> Goal:
Copy out the rows below unchanged, everything from the line containing "Report the location of each instance of the decorative" down to the line containing "x=95, y=277", with both of those lines included.

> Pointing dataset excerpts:
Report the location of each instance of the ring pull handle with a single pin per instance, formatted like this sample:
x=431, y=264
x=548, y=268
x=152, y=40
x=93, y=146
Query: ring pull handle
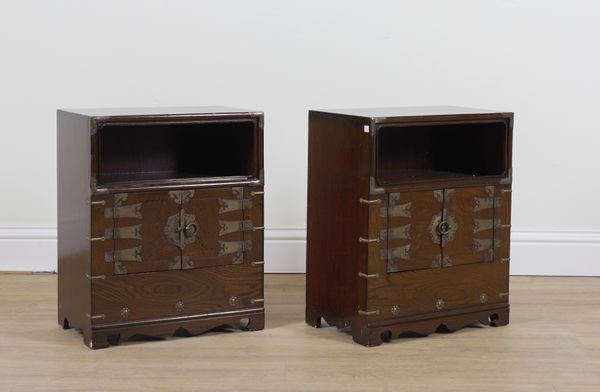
x=443, y=228
x=190, y=229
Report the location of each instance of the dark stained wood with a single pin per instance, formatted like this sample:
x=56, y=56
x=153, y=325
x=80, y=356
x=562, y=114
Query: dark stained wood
x=502, y=231
x=437, y=162
x=106, y=335
x=205, y=206
x=462, y=211
x=417, y=292
x=74, y=222
x=497, y=315
x=156, y=253
x=256, y=216
x=100, y=223
x=147, y=182
x=156, y=295
x=338, y=176
x=424, y=251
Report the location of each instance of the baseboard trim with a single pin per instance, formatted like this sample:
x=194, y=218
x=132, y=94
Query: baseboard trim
x=533, y=252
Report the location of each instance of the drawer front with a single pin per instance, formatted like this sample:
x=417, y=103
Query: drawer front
x=177, y=293
x=429, y=291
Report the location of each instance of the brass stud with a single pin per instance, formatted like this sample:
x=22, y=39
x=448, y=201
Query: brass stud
x=125, y=312
x=439, y=304
x=483, y=298
x=179, y=306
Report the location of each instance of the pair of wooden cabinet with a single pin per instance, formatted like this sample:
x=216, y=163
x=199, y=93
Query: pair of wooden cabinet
x=408, y=220
x=160, y=222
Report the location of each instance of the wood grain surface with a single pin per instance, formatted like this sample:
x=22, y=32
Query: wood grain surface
x=552, y=344
x=199, y=291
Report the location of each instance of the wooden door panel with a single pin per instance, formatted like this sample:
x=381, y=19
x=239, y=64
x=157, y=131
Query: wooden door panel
x=219, y=215
x=128, y=298
x=412, y=243
x=429, y=291
x=140, y=232
x=101, y=225
x=469, y=213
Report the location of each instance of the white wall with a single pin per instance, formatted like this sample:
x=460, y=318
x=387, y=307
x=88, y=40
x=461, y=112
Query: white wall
x=540, y=59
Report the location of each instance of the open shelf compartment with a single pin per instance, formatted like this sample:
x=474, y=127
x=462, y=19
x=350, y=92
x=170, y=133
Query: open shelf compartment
x=415, y=153
x=177, y=151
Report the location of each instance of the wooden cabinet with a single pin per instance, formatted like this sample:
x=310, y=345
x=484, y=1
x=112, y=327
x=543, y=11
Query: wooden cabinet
x=160, y=221
x=408, y=219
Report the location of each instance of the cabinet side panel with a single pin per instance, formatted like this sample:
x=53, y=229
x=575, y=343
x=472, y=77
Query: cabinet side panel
x=338, y=176
x=73, y=176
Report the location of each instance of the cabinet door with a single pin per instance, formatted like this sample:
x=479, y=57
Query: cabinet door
x=468, y=225
x=412, y=242
x=213, y=225
x=140, y=232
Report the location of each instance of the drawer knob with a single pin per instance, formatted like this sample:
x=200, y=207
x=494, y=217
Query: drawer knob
x=439, y=304
x=125, y=312
x=483, y=298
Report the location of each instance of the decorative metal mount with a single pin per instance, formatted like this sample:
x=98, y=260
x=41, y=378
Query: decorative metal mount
x=440, y=304
x=366, y=201
x=373, y=188
x=371, y=313
x=368, y=240
x=181, y=197
x=95, y=277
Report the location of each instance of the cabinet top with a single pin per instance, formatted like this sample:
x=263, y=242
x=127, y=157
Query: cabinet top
x=161, y=111
x=412, y=111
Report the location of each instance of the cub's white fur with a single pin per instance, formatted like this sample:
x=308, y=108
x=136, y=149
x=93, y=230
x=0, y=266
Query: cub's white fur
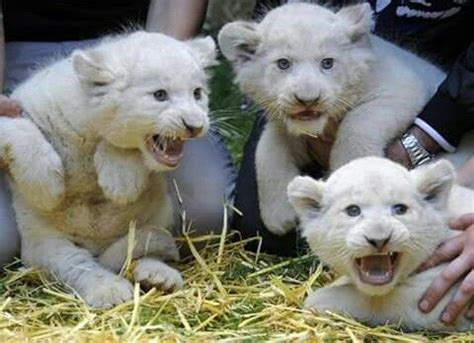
x=379, y=187
x=372, y=90
x=83, y=168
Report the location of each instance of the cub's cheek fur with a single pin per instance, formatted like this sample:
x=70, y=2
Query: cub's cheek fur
x=376, y=185
x=78, y=231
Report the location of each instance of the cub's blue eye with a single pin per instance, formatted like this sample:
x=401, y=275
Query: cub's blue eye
x=283, y=63
x=353, y=210
x=161, y=95
x=399, y=209
x=197, y=94
x=327, y=63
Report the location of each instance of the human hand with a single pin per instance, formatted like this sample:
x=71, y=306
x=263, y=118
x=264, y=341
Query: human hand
x=397, y=153
x=8, y=107
x=460, y=251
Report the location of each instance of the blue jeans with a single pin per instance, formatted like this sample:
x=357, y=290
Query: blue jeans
x=205, y=177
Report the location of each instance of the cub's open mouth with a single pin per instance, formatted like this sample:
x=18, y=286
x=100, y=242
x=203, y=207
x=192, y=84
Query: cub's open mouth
x=166, y=150
x=305, y=115
x=377, y=269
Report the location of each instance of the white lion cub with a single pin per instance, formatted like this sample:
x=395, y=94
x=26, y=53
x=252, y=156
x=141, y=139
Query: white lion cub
x=313, y=69
x=375, y=222
x=86, y=159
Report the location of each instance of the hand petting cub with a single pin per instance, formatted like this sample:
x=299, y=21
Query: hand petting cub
x=374, y=222
x=100, y=128
x=321, y=74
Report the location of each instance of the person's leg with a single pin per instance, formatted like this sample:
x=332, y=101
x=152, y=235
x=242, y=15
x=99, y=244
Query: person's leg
x=250, y=224
x=22, y=58
x=205, y=180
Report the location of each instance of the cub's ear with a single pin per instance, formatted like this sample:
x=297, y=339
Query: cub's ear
x=239, y=40
x=358, y=19
x=434, y=182
x=91, y=69
x=205, y=50
x=306, y=195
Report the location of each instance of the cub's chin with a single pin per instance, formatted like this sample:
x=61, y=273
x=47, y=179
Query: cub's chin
x=162, y=153
x=377, y=274
x=306, y=124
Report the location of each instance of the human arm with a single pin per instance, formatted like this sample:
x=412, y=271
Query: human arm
x=448, y=114
x=181, y=19
x=459, y=251
x=442, y=122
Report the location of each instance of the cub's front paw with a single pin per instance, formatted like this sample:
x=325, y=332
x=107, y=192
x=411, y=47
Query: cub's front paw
x=151, y=273
x=122, y=179
x=279, y=218
x=40, y=178
x=108, y=291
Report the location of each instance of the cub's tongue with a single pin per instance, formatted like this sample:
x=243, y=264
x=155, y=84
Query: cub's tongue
x=167, y=151
x=375, y=269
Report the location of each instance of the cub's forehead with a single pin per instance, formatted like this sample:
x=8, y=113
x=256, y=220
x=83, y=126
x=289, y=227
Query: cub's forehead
x=371, y=180
x=294, y=24
x=148, y=55
x=167, y=63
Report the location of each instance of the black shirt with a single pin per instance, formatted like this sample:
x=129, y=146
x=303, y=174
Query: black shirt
x=61, y=20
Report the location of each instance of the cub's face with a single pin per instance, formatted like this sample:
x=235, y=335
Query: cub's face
x=303, y=63
x=373, y=220
x=149, y=92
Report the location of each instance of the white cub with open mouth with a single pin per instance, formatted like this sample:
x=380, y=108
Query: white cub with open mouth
x=375, y=222
x=101, y=127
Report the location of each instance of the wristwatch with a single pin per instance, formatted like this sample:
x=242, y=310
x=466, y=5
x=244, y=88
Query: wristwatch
x=416, y=153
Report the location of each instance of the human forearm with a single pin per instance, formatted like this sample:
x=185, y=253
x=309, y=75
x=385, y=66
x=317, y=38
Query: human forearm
x=181, y=19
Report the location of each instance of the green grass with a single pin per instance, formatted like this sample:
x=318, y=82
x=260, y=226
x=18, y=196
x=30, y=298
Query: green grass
x=229, y=119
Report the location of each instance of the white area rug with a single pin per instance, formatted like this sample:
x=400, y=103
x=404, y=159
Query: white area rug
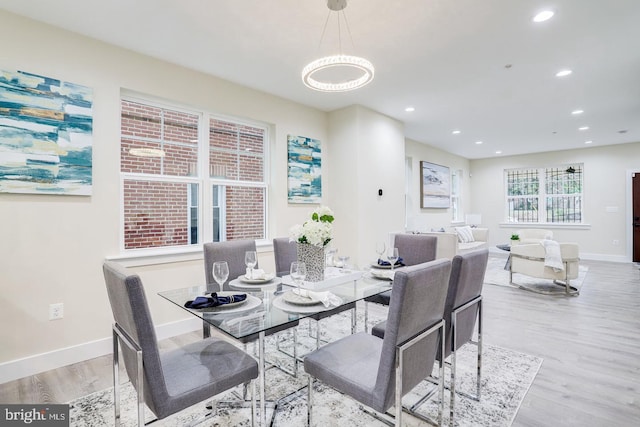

> Written reply:
Report the location of each instance of the decorative metal mount with a single pin per instance, formatted like this sample:
x=98, y=260
x=41, y=378
Query: decorative metal mount
x=440, y=304
x=366, y=201
x=373, y=188
x=371, y=313
x=368, y=240
x=181, y=197
x=95, y=277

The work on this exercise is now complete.